**Stated goal**:
Retype all of the data below line for line, keeping every character the same.

>>>>

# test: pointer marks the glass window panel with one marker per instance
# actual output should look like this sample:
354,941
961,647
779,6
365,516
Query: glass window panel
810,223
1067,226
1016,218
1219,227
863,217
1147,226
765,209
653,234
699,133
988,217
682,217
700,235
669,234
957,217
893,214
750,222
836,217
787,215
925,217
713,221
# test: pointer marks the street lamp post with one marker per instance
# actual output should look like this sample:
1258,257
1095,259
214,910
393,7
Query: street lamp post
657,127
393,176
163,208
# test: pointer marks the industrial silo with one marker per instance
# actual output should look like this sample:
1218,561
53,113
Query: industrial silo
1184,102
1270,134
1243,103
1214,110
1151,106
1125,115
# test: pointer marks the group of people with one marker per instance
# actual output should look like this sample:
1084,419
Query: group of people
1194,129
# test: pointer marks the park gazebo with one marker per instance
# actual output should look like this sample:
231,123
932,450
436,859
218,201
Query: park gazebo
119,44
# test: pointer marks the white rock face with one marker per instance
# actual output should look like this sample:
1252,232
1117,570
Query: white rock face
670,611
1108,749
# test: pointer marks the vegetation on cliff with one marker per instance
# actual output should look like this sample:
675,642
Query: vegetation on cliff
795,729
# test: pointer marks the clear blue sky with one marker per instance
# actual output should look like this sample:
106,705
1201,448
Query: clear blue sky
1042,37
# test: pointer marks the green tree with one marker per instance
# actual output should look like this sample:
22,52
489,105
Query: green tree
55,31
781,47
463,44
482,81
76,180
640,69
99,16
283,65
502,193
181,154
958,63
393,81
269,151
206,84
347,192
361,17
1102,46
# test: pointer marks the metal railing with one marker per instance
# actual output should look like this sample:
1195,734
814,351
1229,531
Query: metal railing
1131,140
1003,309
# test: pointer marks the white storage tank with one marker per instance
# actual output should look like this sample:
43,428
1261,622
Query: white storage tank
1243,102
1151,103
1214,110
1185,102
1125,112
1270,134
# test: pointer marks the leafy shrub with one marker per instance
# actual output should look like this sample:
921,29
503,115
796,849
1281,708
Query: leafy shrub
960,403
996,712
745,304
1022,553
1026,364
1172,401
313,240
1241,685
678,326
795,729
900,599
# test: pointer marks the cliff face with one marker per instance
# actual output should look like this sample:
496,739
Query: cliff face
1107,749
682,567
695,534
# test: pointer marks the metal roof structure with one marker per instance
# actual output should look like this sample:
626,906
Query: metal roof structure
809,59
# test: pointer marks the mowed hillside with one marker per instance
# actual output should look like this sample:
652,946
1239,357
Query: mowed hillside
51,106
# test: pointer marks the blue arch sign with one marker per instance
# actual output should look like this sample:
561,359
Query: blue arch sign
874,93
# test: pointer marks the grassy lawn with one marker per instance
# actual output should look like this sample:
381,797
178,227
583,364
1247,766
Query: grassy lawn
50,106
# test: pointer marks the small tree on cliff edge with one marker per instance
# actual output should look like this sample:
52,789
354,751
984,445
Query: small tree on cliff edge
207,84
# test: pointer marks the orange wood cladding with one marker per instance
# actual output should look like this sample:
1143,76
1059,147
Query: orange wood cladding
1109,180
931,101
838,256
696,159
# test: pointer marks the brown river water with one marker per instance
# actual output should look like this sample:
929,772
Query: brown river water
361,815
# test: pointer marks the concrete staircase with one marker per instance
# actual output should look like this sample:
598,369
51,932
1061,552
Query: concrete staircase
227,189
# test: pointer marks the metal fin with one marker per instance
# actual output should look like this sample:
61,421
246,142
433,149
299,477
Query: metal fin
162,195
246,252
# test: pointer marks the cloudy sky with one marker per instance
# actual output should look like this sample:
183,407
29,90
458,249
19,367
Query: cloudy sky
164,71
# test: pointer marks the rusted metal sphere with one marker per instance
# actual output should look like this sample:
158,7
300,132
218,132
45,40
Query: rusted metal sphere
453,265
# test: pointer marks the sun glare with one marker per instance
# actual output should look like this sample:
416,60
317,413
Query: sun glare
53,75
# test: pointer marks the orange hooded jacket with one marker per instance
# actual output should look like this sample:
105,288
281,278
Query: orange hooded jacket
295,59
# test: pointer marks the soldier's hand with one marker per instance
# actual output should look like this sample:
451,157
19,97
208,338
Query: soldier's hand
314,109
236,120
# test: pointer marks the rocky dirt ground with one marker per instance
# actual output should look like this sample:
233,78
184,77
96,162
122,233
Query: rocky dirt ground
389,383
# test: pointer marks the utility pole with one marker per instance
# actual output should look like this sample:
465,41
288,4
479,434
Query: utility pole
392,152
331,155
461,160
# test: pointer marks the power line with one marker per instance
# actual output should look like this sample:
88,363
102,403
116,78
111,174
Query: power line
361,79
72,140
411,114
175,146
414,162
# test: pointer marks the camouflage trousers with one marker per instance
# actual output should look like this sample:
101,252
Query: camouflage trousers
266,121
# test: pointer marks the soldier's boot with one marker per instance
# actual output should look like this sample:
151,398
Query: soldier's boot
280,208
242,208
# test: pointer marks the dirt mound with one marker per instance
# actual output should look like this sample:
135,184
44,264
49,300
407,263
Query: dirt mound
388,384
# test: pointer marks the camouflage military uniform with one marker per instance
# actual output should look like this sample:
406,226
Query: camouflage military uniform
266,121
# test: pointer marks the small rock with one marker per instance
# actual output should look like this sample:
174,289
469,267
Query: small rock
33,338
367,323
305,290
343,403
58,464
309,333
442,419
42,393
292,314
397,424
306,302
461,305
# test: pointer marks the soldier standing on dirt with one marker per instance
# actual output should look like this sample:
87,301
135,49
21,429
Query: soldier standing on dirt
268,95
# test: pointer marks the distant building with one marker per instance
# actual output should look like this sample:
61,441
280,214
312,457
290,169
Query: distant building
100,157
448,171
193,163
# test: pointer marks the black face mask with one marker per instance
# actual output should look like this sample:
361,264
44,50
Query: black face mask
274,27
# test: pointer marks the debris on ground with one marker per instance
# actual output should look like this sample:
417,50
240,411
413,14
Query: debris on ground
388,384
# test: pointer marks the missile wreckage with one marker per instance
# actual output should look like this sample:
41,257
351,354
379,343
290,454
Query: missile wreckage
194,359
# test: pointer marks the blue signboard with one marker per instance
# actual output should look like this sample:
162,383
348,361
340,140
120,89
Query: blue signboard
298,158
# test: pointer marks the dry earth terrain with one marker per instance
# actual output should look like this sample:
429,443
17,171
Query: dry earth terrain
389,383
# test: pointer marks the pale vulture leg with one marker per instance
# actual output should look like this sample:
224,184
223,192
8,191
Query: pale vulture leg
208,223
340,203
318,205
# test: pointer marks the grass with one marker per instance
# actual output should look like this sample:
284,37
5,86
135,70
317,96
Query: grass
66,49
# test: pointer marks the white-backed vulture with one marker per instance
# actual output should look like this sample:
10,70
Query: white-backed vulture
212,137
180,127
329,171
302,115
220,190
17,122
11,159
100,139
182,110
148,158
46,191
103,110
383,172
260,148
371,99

<<<<

**The reply**:
# test: pointer marks the glass window panel with one marker per instance
# actual output should look like this sample:
354,941
961,647
779,6
365,516
Query: glass window panel
810,223
1067,226
1016,218
1219,227
863,217
1147,226
765,209
653,234
699,133
988,217
682,217
700,235
669,234
957,217
893,214
750,222
836,217
787,215
925,217
713,221
# test: pointer marks the street lamp post with one marker per instance
# actual output should look like this sample:
1258,257
1095,259
214,910
393,7
Query: street lamp post
657,127
393,176
163,208
# test: pointer marks the industrial silo with one marker per instance
# actual output should look like this sample:
1218,561
53,113
Query: industrial silo
1184,102
1270,134
1243,103
1214,110
1151,106
1125,115
# test: pointer marks the group of people with one marker per instance
# actual output should look like this sample:
1084,419
Query: group of people
1194,129
# test: pointer marks the park gazebo with one marker per instance
# actual output should look like this sample:
231,123
932,450
436,859
218,201
Query: park gazebo
119,44
# test: pointer marks the white rock face with one marker per instance
# actual output should look like this sample:
1252,232
1117,570
Query: white rock face
670,611
1108,749
# test: pointer marks the vegetation on cliff with one marker per instance
# actual output should look like this sample:
675,642
Query: vegetation on cliff
795,729
# test: pointer marks the clear blue sky with one marker per instance
# actual output should look like this sample:
106,705
1201,448
Query: clear blue sky
1042,37
# test: pointer marks the green tree with one marker per instance
# actual output should look like this sample:
22,52
489,105
Query: green tree
55,31
781,47
463,44
482,81
76,180
640,69
99,16
283,65
502,193
181,154
958,63
393,81
269,151
206,84
347,192
361,17
1102,46
# test: pointer marks the metal railing with one marker per instance
# actual output should look like this sample:
1195,734
814,351
1229,531
Query: metal railing
1131,140
1003,309
# test: pointer marks the white storage tank with one marker per instance
# actual output should look like this sample:
43,428
1261,622
Query: white storage tank
1243,102
1151,103
1214,110
1185,102
1125,112
1270,134
# test: pointer marks the leafy shrub with one marker per instance
# actual output should look like this sample:
921,29
503,115
796,849
1281,708
Query: leafy shrub
960,403
996,712
745,304
1022,553
1026,364
1172,401
313,240
1241,685
678,326
795,729
900,599
# test: pointer marks the cliff face with one marker per instance
# actual output should look like this sample:
496,739
Query: cliff face
1107,749
682,567
695,534
# test: pointer marks the metal roof structure with one marker per instance
# actual output should look like this sample:
626,906
Query: metal roof structure
809,59
# test: pointer marks the mowed hillside with one marker per instance
# actual output should look like this sample:
652,946
1239,357
Query: mowed hillside
51,106
# test: pointer marks the blue arch sign with one marker per instance
# actual output should look like this sample:
561,359
Query: blue arch sign
874,93
# test: pointer marks the grassy lawn with one marker per instance
# actual output should look like this sample:
381,797
178,227
583,364
1247,766
Query: grassy lawn
50,106
# test: pointer marks the small tree on cliff edge with one marker per instance
# actual output should look like this sample:
52,789
354,751
984,445
Query: small tree on cliff edge
207,84
# test: pointer marks the orange wood cladding with one marker per instance
# actual output should look like this sample:
1143,76
1059,147
Query: orange wood cladding
1109,180
931,101
838,256
696,159
# test: pointer marks the brown river water with one marker per instance
# actual output should look like this sample:
929,772
Query: brown river water
361,815
# test: pointer marks the concrete staircase with one marker per instance
# actual output should look like this sample:
598,369
51,932
1061,552
Query: concrete staircase
227,189
# test: pointer marks the metal fin with one marker per instance
# actual output should look like this sample:
61,421
246,142
433,149
299,477
Query: metal fin
162,195
246,252
# test: pointer marks the cloudy sky with one marker per instance
# actual output should look like this sample:
183,407
29,90
458,249
19,367
Query: cloudy sky
164,71
# test: pointer marks the rusted metal sphere with one marker per instance
# actual output should look like this sample:
158,7
300,132
218,132
45,40
Query: rusted metal sphere
453,265
# test: pointer marks the sun glare with one marker per instance
# actual output should look like this sample:
416,60
317,413
Query: sun glare
53,75
# test: pointer marks the orange hooded jacket with one marker per instance
# actual output should look like this sample:
105,288
281,278
Query: orange hooded jacket
295,59
# test: pointer marks the soldier's hand with one marker per instance
# actual output should look like this sample:
451,157
19,97
208,338
Query: soldier's hand
314,109
236,120
# test: pointer marks the rocky dirt ground with one marker per instance
# actual output should look like this sample:
233,78
184,77
96,162
122,233
Query: rocky dirt ground
389,383
# test: pointer marks the utility pole with one marker per instance
# actual output should look like this sample:
465,41
288,4
479,434
Query: utility pole
392,152
331,155
461,160
# test: pointer marks the power line with one marker per instance
# actual output should look like this sample:
88,363
102,403
116,78
111,174
Query: power line
361,79
72,140
411,114
175,146
414,162
# test: pointer marks the camouflage trousers with one marker per instance
# actual output should look like this sample:
101,252
Query: camouflage trousers
266,121
# test: pointer marks the soldier's boot with one marker per instance
# actual output should look like this sample:
151,398
Query: soldier's boot
280,208
242,208
# test: pointer marks the dirt mound with one marker per instance
# actual output should look like this sample:
135,184
44,264
49,300
407,263
Query: dirt mound
388,384
# test: pointer marks the camouflage military uniform with one marker per instance
# actual output should look like this sample:
406,226
Query: camouflage military uniform
266,121
# test: pointer marks the small rock with one marker per instance
# actual output should look like this sample:
174,289
469,267
Query: small rock
33,338
367,323
305,290
343,403
58,464
309,333
442,419
42,393
292,314
397,424
306,302
461,305
# test: pointer marks the soldier standing on dirt with one marker per instance
# actual output should look like this sample:
87,301
135,49
21,429
Query: soldier standing on dirt
268,95
# test: pointer marks the distant building with one marker per instance
# actual output should look like this sample:
61,441
280,214
312,457
290,169
Query: distant building
100,157
448,171
193,163
# test: pointer marks the black face mask with one marker per instance
# actual output should look like this sample:
361,264
44,50
Query: black face mask
274,27
# test: pointer marks the debris on ground with one marker per instance
# actual output should look like this sample:
417,50
240,411
413,14
Query: debris on ground
388,384
# test: pointer marks the missile wreckage with one marker per instance
# actual output should look like this sample:
41,257
351,354
379,343
290,454
Query: missile wreckage
194,359
# test: pointer marks the blue signboard with one marker per instance
# actual output should look like this sample:
162,383
348,361
340,140
120,89
Query: blue signboard
298,158
# test: pointer marks the dry earth terrain with one marker per instance
# actual output should look like this sample:
429,443
17,171
Query: dry earth terrain
389,383
# test: pointer marks the pale vulture leg with one marker per instance
# actual output should look like this sample:
224,184
223,192
8,191
Query: pale vulture leg
208,223
340,203
318,205
# test: pointer marks the grass with one marker per instance
# actual output should look like this sample:
284,37
5,86
135,70
317,96
Query: grass
66,49
# test: pointer marks the white-backed vulture with one marker per instance
# actual output should look like this sample:
10,70
Query: white-backed vulture
212,137
180,127
329,171
302,115
220,190
17,122
11,159
100,139
182,110
148,158
46,191
103,110
383,172
260,148
371,99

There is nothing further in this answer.